▸ WHAT TO PRODUCE:
Can you write out the event program text below from "BIO: The New" up to and including "and Dyani Douze."?

▸ TEXT BLOCK:
- - -

Members of the New Negress Film Society will screen commissioned work and then engage in a frank Q&A discussion about our experiences making work for companies. We hope to cover topics such as the value of Black Women’s creative work within a capitalist framework, tactics used by companies to keep artists’ rates low, and tips for calculating your rate.

BIO: The New Negress Film Society is a core collective of black women filmmakers whose priority is to create community and spaces for support, exhibition and consciousness-raising. The group is formed by Frances Bodomo, Ja’Tovia Gary, Chanelle Aponte Pearson, Stefani Saintonge and Dyani Douze.

4:30PM-6:00PM
Workshop: Healing//MerKaBa for the Hoeteps
Facilitator: Tabita Rezaire

Join in a meditative journey into Kemetic wisdom to awaken your light beings and reclaim your hoetep powers. In our times of ultra disconnection, ancient African teachings offer guidance to raise our vibrational frequency and tune into our energy source. The spiritual technology of Kemetic Yoga enables us to reconnect, remember and nurture our divine juice. Come turn your MerKaBa on.

Instructions for optimum experience: wear a comfortable power outfit, bring a yoga mat (or a towel) and water to stay hydrated.

About Tabita: Tabita Rezaire (b.1989, Paris, France) is a French-born Guyanese/Danish new media artist, intersectional preacher, health practitioner, tech-politics researcher and Kemetic/ Kundalini Yoga teacher based in Johannesburg. She holds a Bachelor in Economics (Paris) and a Master in Artist Moving Image from Central Saint Martins College (London). Rezaire’s practice explores the possibilities of decolonial healing through the politics of technology, seeking to unlearn, remember and reconnect. Navigating architectures of power – online and offline – her works tackle the pervasive matrix of coloniality and its affects on identity, technology, sexuality, health and spirituality. Disseminating light through screen based interfaces; her digital healing activism offers substitute readings decentering occidental authority, so as to assist the dismantling of our white supremacist-patriarchal-cis-hetero-globalized world screen. Rezaire is a founding member of NTU, half of the duo Malaxa, and mother of the energy house SENEB.

- - -

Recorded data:
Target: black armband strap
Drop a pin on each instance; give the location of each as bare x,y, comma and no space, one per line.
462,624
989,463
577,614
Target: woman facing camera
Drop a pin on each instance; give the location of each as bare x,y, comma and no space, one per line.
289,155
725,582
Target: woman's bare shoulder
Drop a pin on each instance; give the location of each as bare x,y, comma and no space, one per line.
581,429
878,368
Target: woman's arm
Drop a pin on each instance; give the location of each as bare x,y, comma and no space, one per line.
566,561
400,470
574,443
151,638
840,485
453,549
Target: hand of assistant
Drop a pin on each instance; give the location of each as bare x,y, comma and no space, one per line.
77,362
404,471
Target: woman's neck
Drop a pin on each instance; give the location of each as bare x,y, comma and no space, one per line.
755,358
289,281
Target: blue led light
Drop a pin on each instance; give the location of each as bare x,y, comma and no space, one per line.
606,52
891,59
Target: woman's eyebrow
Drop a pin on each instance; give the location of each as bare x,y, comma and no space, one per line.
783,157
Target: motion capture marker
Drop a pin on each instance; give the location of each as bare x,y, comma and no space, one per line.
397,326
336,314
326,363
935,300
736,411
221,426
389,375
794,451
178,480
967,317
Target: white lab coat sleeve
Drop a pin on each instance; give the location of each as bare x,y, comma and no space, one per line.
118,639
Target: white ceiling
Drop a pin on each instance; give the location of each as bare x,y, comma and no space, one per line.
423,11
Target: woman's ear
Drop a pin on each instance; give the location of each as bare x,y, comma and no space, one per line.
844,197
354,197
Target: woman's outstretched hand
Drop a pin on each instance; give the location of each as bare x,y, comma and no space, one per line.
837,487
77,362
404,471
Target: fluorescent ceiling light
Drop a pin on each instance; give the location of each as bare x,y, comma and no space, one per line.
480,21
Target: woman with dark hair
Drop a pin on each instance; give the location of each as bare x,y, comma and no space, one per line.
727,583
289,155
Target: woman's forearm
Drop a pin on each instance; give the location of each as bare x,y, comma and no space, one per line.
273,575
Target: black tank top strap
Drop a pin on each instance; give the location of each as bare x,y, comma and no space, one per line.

- - -

▸ RESULT:
BIO: The New Negress Film Society is a core collective of black women filmmakers whose priority is to create community and spaces for support, exhibition and consciousness-raising. The group is formed by Frances Bodomo, Ja’Tovia Gary, Chanelle Aponte Pearson, Stefani Saintonge and Dyani Douze.